• **Problem description**
Count the lines in the rows below that contain the string "clock". Give only the number.

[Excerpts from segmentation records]
━━━━━━━━━━

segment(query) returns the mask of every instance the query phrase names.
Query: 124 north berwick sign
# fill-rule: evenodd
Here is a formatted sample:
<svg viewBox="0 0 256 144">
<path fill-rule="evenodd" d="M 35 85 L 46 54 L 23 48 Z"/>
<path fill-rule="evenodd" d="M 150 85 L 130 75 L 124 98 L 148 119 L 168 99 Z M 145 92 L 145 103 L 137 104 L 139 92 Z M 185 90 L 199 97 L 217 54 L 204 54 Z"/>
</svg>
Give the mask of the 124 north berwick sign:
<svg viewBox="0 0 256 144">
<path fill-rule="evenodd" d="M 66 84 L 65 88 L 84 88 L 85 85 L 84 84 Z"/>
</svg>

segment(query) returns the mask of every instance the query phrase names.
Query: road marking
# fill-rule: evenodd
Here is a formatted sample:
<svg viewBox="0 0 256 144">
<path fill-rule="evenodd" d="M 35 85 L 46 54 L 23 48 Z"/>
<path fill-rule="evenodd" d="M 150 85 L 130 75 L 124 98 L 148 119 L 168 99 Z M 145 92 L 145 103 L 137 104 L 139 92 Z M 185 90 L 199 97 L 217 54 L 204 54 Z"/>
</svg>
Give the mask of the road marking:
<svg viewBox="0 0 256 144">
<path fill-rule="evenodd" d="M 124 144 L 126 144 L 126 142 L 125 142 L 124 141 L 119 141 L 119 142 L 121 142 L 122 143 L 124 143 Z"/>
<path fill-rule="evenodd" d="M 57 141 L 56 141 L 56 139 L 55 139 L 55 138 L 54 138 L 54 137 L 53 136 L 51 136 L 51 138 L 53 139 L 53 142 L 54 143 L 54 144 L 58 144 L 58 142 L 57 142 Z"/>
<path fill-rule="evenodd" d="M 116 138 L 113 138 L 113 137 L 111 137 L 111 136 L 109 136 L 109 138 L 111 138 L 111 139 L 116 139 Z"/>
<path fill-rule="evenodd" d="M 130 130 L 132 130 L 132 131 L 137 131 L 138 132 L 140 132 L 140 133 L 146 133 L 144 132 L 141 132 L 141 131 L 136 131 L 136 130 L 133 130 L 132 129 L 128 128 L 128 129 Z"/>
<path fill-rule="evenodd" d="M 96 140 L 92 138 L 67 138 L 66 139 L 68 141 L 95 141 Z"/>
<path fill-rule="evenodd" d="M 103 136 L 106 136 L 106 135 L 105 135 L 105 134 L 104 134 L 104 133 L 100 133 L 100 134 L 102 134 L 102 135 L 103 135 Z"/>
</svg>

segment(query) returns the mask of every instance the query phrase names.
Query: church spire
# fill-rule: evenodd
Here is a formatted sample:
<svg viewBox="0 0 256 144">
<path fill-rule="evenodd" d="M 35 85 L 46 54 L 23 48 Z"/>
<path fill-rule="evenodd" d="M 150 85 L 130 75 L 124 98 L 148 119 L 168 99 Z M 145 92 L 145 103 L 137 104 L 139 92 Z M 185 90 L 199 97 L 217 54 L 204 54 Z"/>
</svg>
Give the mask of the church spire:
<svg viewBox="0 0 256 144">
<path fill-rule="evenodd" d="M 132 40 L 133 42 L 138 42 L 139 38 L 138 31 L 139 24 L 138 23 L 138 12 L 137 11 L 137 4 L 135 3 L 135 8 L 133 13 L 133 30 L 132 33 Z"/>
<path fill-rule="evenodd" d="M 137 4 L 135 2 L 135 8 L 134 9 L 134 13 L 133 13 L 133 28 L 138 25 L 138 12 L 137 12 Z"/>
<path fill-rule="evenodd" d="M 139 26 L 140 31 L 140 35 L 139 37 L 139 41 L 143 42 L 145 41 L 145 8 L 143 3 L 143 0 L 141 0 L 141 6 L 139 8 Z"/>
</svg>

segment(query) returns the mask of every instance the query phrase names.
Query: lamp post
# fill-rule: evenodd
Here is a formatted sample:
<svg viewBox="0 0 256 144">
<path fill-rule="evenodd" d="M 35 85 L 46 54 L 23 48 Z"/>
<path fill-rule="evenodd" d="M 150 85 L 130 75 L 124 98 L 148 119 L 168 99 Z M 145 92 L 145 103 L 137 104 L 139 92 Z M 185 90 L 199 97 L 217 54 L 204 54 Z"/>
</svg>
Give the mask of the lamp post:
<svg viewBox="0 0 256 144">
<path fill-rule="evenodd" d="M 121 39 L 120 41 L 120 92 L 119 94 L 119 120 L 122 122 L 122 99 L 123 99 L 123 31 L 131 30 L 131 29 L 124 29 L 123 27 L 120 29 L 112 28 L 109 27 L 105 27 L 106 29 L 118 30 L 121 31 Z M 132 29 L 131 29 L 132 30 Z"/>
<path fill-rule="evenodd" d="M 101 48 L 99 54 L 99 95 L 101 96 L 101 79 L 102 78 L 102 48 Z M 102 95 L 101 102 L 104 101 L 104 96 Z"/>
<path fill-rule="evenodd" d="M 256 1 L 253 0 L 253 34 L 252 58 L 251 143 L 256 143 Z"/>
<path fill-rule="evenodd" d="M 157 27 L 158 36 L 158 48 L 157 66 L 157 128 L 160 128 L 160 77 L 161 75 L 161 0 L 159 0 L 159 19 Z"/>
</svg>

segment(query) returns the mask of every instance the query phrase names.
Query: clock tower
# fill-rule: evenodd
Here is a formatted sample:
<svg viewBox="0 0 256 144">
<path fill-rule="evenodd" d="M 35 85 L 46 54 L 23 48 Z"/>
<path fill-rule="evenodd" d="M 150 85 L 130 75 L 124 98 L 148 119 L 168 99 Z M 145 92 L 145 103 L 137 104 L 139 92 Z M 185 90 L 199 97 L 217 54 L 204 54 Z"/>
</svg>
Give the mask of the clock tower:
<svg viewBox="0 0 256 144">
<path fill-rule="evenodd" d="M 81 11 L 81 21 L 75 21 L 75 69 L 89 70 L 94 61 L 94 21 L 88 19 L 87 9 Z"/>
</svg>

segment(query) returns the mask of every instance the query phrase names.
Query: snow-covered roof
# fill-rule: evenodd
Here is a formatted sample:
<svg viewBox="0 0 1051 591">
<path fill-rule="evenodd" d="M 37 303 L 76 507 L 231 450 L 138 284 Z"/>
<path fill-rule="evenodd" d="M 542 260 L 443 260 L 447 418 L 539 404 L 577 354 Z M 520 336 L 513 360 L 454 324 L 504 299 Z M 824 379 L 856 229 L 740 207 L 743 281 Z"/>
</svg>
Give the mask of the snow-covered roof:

━━━━━━━━━━

• **Full response**
2